*** DATASET EXTRACT Section Begins ***

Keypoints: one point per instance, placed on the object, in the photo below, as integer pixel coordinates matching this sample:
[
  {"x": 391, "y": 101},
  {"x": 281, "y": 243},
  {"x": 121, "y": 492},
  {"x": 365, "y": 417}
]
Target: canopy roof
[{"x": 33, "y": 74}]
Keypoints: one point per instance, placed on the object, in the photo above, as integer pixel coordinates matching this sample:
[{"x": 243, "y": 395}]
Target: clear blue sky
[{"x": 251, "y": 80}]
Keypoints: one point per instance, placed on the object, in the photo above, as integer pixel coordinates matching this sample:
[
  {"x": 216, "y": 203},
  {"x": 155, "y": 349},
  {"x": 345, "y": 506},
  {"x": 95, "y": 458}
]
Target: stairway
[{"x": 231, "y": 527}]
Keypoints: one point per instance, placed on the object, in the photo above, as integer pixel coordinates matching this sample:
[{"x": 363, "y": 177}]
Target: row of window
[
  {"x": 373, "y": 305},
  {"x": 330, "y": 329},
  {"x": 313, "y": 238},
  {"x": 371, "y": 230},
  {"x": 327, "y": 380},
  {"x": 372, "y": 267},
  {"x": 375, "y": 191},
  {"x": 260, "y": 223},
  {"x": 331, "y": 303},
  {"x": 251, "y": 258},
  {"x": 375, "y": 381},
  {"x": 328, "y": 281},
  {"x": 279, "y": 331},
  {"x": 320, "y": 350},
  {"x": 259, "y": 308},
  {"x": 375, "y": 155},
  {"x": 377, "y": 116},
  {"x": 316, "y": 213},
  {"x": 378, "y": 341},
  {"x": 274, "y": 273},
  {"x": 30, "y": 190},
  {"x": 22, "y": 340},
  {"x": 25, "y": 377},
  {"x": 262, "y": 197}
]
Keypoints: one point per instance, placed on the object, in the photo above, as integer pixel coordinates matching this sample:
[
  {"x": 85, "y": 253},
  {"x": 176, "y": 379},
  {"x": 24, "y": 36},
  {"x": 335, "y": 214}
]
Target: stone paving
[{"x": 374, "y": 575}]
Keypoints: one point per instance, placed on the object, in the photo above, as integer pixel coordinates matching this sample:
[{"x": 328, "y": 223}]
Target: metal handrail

*** DATASET EXTRACT Section Ends ***

» WHAT YOU SHOULD DO:
Retype the entire listing exactly.

» SOLUTION:
Keypoints: one point per instance, placed on the object, in the photo below, as integer pixel coordinates matching this sample:
[
  {"x": 391, "y": 101},
  {"x": 281, "y": 243},
  {"x": 121, "y": 492},
  {"x": 365, "y": 417}
]
Target: canopy roof
[{"x": 33, "y": 74}]
Keypoints: one point per instance, placed on the object, in the photo above, as integer pixel coordinates matching this sample:
[{"x": 243, "y": 395}]
Target: clear blue sky
[{"x": 251, "y": 80}]
Keypoints: one point per instance, placed on the object, in the photo above, as integer pixel coordinates matching this sample:
[
  {"x": 216, "y": 203},
  {"x": 155, "y": 349},
  {"x": 345, "y": 506},
  {"x": 95, "y": 458}
]
Target: stairway
[{"x": 231, "y": 527}]
Keypoints: one point per instance, placed on the object, in the photo above, as integer pixel coordinates matching this sample:
[{"x": 363, "y": 177}]
Target: row of window
[
  {"x": 373, "y": 305},
  {"x": 330, "y": 329},
  {"x": 313, "y": 238},
  {"x": 371, "y": 230},
  {"x": 327, "y": 380},
  {"x": 372, "y": 267},
  {"x": 375, "y": 191},
  {"x": 260, "y": 223},
  {"x": 331, "y": 303},
  {"x": 251, "y": 258},
  {"x": 375, "y": 381},
  {"x": 328, "y": 281},
  {"x": 279, "y": 331},
  {"x": 320, "y": 350},
  {"x": 259, "y": 308},
  {"x": 375, "y": 155},
  {"x": 377, "y": 116},
  {"x": 316, "y": 213},
  {"x": 378, "y": 341},
  {"x": 274, "y": 273},
  {"x": 30, "y": 190},
  {"x": 22, "y": 340},
  {"x": 25, "y": 377},
  {"x": 262, "y": 197}
]
Keypoints: one point per instance, placed on the object, in the photo above, as integer pixel coordinates matching this sample:
[
  {"x": 85, "y": 253},
  {"x": 176, "y": 379},
  {"x": 24, "y": 36},
  {"x": 335, "y": 214}
]
Target: stone paving
[{"x": 374, "y": 575}]
Keypoints: one point per instance, placed on the object, in the photo above, as integer pixel coordinates matching this sample:
[{"x": 328, "y": 223}]
Target: metal handrail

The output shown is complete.